WHAT IS REQUIRED:
Copy every line of the listing exactly.

────────

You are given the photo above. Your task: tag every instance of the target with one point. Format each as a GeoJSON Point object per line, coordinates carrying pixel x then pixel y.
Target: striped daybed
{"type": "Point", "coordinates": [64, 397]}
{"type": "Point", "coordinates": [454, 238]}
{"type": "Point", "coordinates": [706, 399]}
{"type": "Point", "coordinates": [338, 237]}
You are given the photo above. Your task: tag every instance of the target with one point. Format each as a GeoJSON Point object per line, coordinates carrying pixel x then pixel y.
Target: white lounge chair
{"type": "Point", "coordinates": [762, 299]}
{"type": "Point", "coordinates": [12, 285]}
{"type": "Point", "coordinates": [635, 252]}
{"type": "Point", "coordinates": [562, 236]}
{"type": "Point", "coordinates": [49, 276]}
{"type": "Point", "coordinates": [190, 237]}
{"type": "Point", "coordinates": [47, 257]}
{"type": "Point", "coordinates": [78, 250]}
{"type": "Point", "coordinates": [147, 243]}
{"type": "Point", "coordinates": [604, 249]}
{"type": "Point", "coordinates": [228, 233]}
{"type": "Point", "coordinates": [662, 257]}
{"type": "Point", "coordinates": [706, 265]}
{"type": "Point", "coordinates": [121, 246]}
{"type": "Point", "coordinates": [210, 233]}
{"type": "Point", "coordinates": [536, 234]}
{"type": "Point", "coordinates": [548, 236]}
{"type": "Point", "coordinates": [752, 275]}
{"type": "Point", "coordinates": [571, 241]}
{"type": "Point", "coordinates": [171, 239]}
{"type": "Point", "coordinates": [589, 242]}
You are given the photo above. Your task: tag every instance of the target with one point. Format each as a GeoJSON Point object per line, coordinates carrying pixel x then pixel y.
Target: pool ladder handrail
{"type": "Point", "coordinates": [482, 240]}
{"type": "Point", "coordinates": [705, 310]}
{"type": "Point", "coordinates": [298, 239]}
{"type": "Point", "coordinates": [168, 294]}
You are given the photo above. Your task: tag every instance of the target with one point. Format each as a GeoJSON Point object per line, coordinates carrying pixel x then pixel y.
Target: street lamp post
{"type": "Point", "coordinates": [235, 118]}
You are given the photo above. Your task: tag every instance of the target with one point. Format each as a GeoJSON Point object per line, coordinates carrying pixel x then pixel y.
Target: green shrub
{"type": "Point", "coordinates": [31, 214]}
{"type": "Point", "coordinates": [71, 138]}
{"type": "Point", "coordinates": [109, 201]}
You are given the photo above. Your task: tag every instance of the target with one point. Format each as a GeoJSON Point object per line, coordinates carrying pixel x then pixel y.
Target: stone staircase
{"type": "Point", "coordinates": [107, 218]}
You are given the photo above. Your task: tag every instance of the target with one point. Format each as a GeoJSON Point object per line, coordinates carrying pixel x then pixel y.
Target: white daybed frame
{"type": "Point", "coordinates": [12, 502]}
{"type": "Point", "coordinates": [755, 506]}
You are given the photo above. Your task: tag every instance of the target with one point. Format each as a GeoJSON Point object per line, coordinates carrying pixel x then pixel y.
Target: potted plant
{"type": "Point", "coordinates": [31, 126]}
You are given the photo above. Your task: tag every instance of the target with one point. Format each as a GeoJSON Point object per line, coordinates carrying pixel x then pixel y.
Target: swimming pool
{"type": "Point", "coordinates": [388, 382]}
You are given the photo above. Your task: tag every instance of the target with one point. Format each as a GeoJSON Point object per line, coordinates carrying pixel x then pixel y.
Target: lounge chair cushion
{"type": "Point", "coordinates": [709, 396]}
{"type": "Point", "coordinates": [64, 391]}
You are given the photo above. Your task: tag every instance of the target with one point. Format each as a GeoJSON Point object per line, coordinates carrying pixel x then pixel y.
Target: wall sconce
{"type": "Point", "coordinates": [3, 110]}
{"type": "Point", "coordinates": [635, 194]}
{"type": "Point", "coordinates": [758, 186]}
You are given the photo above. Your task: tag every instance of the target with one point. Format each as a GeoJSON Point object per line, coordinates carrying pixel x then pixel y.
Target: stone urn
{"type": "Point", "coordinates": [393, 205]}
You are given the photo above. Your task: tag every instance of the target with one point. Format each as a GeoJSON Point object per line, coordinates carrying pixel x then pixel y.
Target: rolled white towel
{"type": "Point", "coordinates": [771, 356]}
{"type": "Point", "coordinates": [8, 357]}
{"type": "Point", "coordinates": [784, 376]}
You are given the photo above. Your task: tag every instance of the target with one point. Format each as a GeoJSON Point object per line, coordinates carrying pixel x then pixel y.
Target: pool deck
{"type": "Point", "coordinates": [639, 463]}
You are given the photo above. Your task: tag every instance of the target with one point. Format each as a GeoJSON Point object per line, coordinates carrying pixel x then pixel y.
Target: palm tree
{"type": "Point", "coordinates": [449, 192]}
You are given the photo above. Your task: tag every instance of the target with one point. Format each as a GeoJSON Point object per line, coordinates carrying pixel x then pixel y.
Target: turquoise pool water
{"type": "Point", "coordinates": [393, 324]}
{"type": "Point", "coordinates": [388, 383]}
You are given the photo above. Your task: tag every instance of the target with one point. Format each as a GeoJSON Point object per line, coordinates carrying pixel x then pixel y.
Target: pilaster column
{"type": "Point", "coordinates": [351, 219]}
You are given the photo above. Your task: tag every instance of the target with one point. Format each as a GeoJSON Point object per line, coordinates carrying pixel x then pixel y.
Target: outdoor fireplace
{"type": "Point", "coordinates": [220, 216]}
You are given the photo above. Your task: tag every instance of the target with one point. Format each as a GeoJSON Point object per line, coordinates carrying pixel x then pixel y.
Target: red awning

────────

IN RESPONSE:
You are given the photo above. Your task: tag every instance of the target with one point. Format each as a GeoJSON Point object per line, coordinates carrying pixel x then pixel y.
Target: striped daybed
{"type": "Point", "coordinates": [64, 397]}
{"type": "Point", "coordinates": [454, 238]}
{"type": "Point", "coordinates": [706, 399]}
{"type": "Point", "coordinates": [338, 237]}
You are given the photo above. Your task: tag every instance of the target with one point. Format each as a GeoJSON Point object per line, coordinates carrying pixel x then pixel y.
Target: white lounge chair
{"type": "Point", "coordinates": [762, 299]}
{"type": "Point", "coordinates": [12, 285]}
{"type": "Point", "coordinates": [635, 252]}
{"type": "Point", "coordinates": [562, 236]}
{"type": "Point", "coordinates": [49, 276]}
{"type": "Point", "coordinates": [190, 237]}
{"type": "Point", "coordinates": [47, 257]}
{"type": "Point", "coordinates": [78, 250]}
{"type": "Point", "coordinates": [147, 243]}
{"type": "Point", "coordinates": [604, 249]}
{"type": "Point", "coordinates": [228, 233]}
{"type": "Point", "coordinates": [662, 257]}
{"type": "Point", "coordinates": [706, 265]}
{"type": "Point", "coordinates": [121, 246]}
{"type": "Point", "coordinates": [210, 233]}
{"type": "Point", "coordinates": [536, 234]}
{"type": "Point", "coordinates": [548, 236]}
{"type": "Point", "coordinates": [752, 275]}
{"type": "Point", "coordinates": [571, 241]}
{"type": "Point", "coordinates": [171, 239]}
{"type": "Point", "coordinates": [589, 242]}
You are given the photo above. Your task: tag every instance of the target with one point. Format each as a GeoJSON Point object per line, coordinates carrying pixel x then pixel y.
Target: pool ladder handrail
{"type": "Point", "coordinates": [482, 240]}
{"type": "Point", "coordinates": [705, 310]}
{"type": "Point", "coordinates": [298, 239]}
{"type": "Point", "coordinates": [168, 294]}
You are given the photo above. Your task: tag every instance of the target with one point. Format each as a GeoJSON Point object per line, coordinates carrying pixel x then pixel y.
Target: street lamp post
{"type": "Point", "coordinates": [235, 118]}
You are given the photo above. Your task: tag every instance of the target with one point. Format each as a GeoJSON Point object per line, coordinates carrying pixel x then pixel y.
Target: green shrub
{"type": "Point", "coordinates": [31, 214]}
{"type": "Point", "coordinates": [71, 138]}
{"type": "Point", "coordinates": [109, 201]}
You are given the photo above. Your task: tag every instance of the target with one point. Format each as a GeoJSON Point object per line, coordinates carrying pixel x then pixel y.
Target: stone staircase
{"type": "Point", "coordinates": [107, 218]}
You are given the photo above. Your task: tag every instance of the target with one point. Format each as a GeoJSON Point object per line, coordinates carrying pixel x then pixel y.
Target: white daybed frame
{"type": "Point", "coordinates": [12, 502]}
{"type": "Point", "coordinates": [755, 506]}
You are given the photo above. Your task: tag every instance of the target with one point. Format each as a GeoJSON Point object per line, coordinates carrying pixel x then pixel y.
Target: potted plant
{"type": "Point", "coordinates": [31, 126]}
You are given the photo above. Your task: tag every instance of the target with one point. Format each as a GeoJSON Point object per line, coordinates carrying pixel x then pixel y.
Target: swimming pool
{"type": "Point", "coordinates": [388, 382]}
You are given the photo above. Your task: tag every instance of the target with one point. Format each as a GeoJSON Point object per line, coordinates carrying pixel x then pixel y.
Target: lounge chair cushion
{"type": "Point", "coordinates": [709, 396]}
{"type": "Point", "coordinates": [64, 391]}
You are given the photo above. Your task: tag every instance of the target with one point. Format each as a GeoJSON Point object per line, coordinates carrying pixel x then pixel y.
Target: wall sconce
{"type": "Point", "coordinates": [3, 110]}
{"type": "Point", "coordinates": [635, 194]}
{"type": "Point", "coordinates": [758, 186]}
You are given the photo above. Your task: tag every instance of the target with one point. Format each as a GeoJSON Point object per line, coordinates carrying pixel x then pixel y.
Target: stone urn
{"type": "Point", "coordinates": [393, 205]}
You are given the photo above. Your task: tag every instance of the target with one point. Format each as a GeoJSON Point object per line, coordinates carrying pixel x then pixel y.
Target: rolled white towel
{"type": "Point", "coordinates": [771, 356]}
{"type": "Point", "coordinates": [8, 357]}
{"type": "Point", "coordinates": [784, 376]}
You are given the photo above. Your task: tag every instance of the target with one point. Format each as a GeoJSON Point object per line, coordinates carrying pixel x then pixel y.
Target: pool deck
{"type": "Point", "coordinates": [639, 463]}
You are given the photo above. Your task: tag every instance of the target with one point. Format each as a GeoJSON Point object per line, coordinates carrying pixel x then pixel y.
Target: palm tree
{"type": "Point", "coordinates": [449, 192]}
You are given the photo above. Your task: tag every instance of the target with one point. Format each as a GeoJSON Point object per line, coordinates carrying pixel x then pixel y.
Target: turquoise pool water
{"type": "Point", "coordinates": [393, 324]}
{"type": "Point", "coordinates": [388, 383]}
You are given the photo above. Your task: tag every instance of the target with one point. Format each as a GeoJSON Point object per line, coordinates carrying pixel x then pixel y.
Target: pilaster column
{"type": "Point", "coordinates": [351, 219]}
You are given the photo above. Your task: tag every instance of the target with one point. Format each as a GeoJSON Point object per line, coordinates carrying pixel x then pixel y.
Target: outdoor fireplace
{"type": "Point", "coordinates": [220, 216]}
You are given the photo above. Your task: tag every instance of the target with one point. Format each as a GeoJSON Point object per line, coordinates carrying pixel x then pixel y.
Target: red awning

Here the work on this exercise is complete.